— DESAFIO A —
Passe para o inglês esta frase do trecho do documento: "Ademais, a despeito da confissão, a decisão judicial que homologa o ANPP não comporta juízo sobre a responsabilidade do aceitante, e por isso não produz efeitos civis ou administrativos."
— DESAFIO B —
De acordo com o trecho do documento, por que a confissão exigida no ANPP não pode ser concebida como declaração de culpa? Responda em uma a três frases.

— TRECHO DO DOCUMENTO —
○ ○ ○ ○
Nesse sentido, do ponto de vista epistemológico, a confissão exigida no ANPP não pode ser concebida como declaração de culpa (culpa no sentido penal), pois o sistema de justiça brasileiro atribuiu exclusivamente ao Poder Judiciário a declaração de culpa, diversamente do que ocorre no sistema estadunidense (adversarial), que admite a negociação sobre os fatos. Como bem observa Rogério Sanches19, no ANPP:

(…) não há reconhecimento expresso de culpa pelo investigado. Há, se tanto, uma admissão implícita de culpa, de índole puramente moral, sem repercussão jurídica. A culpa, para ser efetivamente reconhecida, demanda o devido processo legal.

Acerca da existência ou não de efeitos da confissão fora do ANPP, destaca- se que apesar de a lei ter permanecido silente sobre a ausência de efeitos civis do acordo, nota-se que a Lei nº 9.099/1995 trouxe essa previsão expressa no art. 76, § 6º, para a transação penal. O que parece também se aplicar ao ANPP.

Nesse sentido, e corroborando com o entendimento acima citado de Rogério Sanches, a Procuradora da República, Luciana Vassalli20, afasta a existência de juízo de responsabilidade ou efeitos civis e administrativos no ANPP.

Ademais, a despeito da confissão, a decisão judicial que homologa o ANPP não comporta juízo sobre a responsabilidade do aceitante, e por isso não produz efeitos civis ou administrativos.

Igualmente, Juarez Tavares21 leciona que:

(…) a finalidade do acordo não é probatória, não se busca a confissão do imputado, mas ela é um requisito ao consenso exatamente para viabilizar o controle judicial sobre o mecanismo negocial.

Nota-se que o ANPP é um instituto de política criminal que visa definir consensualmente o cumprimento da sanção decorrente de ilícito penal, provocando soluções reparadoras, preventivas e repressivas, além de evitar o estigma de uma ação penal para o acusado e de reduzir para o Estado o custo e a quantidade de processos que abarrotam as varas criminais.

A possibilidade de exclusão do processo judicial, caso haja cumprimento das obrigações definidas no acordo, exige, para a coerência com o sistema brasileiro de justiça, a homologação judicial, especialmente em razão da natureza pública da ação penal e do princípio da obrigatoriedade.

Contudo, a exigência de homologação judicial do acordo não desnatura sua natureza de negócio jurídico, o qual pode ser avaliado sob o prisma civilista.

Nesse sentido, a confissão no ANPP tem natureza jurídica de pressuposto negocial. Trata-se, sob a perspectiva da escala ponteana, de requisito de existência do negócio jurídico processual.
○ ○ ○ ○
— MATERIAL FORNECIDO —
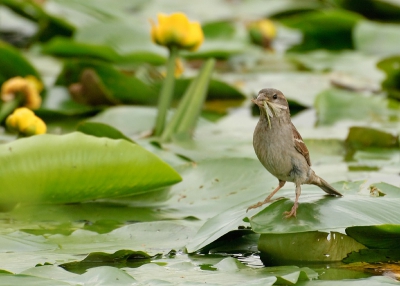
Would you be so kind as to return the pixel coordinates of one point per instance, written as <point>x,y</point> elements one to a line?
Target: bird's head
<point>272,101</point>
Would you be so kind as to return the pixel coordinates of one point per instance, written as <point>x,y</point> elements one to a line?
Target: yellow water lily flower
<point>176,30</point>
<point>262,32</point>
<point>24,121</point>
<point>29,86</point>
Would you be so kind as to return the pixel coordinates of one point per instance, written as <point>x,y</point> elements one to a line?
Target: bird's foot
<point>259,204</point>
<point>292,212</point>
○ ○ ○ ○
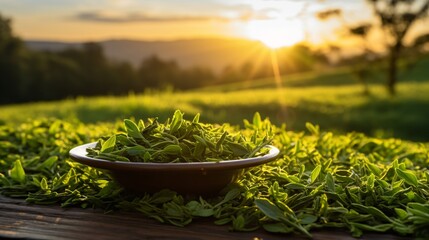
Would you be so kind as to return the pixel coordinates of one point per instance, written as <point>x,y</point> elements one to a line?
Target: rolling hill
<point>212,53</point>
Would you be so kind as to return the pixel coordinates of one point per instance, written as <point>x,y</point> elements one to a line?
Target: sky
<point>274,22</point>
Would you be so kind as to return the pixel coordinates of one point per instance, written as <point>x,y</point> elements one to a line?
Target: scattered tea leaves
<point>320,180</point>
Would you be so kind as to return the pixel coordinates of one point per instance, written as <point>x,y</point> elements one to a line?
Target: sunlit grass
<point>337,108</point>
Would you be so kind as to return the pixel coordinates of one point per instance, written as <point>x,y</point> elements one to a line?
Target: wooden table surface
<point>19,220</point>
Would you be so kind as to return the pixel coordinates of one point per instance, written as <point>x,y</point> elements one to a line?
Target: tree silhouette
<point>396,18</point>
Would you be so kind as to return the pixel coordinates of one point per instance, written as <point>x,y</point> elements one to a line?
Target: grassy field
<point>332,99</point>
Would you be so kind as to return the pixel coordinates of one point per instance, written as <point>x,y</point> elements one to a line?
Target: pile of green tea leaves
○ ○ ○ ○
— RESPOSTA A —
Moreover, notwithstanding the confession, the judicial decision that ratifies the ANPP does not involve any judgment on the responsibility of the accepting party, and therefore it produces no civil or administrative effects.

— RESPOSTA B —
O sistema de justiça brasileiro atribuiu exclusivamente ao Poder Judiciário a declaração de culpa, ao contrário do sistema estadunidense (adversarial), que admite a negociação sobre os fatos. Por isso, no ANPP há, se tanto, uma admissão implícita de culpa, de índole puramente moral e sem repercussão jurídica. O reconhecimento efetivo da culpa demanda o devido processo legal.